RECORD EXTRACTS:
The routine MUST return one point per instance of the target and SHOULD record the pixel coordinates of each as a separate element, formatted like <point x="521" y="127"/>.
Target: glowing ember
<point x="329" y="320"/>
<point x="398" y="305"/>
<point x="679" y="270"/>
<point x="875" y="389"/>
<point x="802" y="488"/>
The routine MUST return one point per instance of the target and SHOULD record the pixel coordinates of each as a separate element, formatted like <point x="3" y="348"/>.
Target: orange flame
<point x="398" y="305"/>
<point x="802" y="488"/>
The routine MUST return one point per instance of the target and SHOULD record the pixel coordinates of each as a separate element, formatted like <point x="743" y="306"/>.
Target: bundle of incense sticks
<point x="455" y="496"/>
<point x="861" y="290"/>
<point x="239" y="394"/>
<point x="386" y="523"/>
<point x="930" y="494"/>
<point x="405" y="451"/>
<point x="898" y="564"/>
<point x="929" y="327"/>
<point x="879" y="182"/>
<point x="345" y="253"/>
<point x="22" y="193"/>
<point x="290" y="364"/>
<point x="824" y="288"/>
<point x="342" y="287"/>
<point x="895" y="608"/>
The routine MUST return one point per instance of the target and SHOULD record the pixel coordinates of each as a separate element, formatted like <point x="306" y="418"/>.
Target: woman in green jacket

==

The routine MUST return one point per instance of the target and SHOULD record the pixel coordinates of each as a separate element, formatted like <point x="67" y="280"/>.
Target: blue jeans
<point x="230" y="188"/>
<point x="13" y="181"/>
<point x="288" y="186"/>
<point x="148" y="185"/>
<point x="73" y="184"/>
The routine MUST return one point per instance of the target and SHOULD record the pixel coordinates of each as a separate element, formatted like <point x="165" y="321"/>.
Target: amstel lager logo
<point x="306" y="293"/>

--

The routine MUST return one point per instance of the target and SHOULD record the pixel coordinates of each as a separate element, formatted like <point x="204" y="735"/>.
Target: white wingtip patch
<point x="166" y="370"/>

BRIEF: Pick out every line in the records above that contains the word "like", and copy each of those lines in full. Case matters.

PROBLEM SOLUTION:
The routine MUST return one point per instance of the target and SHOULD record the pixel coordinates of each as a separate element, formatted like <point x="521" y="127"/>.
The routine MUST return one point per instance of the target and SHOULD record the pixel coordinates of each as a separate element, formatted like <point x="3" y="348"/>.
The routine MUST return one point per instance of the target and SHOULD record the pixel coordinates of each as a separate element, formatted like <point x="743" y="306"/>.
The routine MUST return one point per instance of the target and SHOULD record the pixel coordinates of each as a separate element, formatted like <point x="306" y="418"/>.
The routine MUST return one point per instance of the target and SHOULD record the pixel coordinates of each as a separate element, formatted like <point x="67" y="280"/>.
The routine MUST return one point per instance of the target and SHOULD record the pixel coordinates of each as a separate element, formatted like <point x="165" y="321"/>.
The routine MUST return one point per instance of the target and SHOULD record the pixel coordinates of each as a separate element, formatted like <point x="204" y="735"/>.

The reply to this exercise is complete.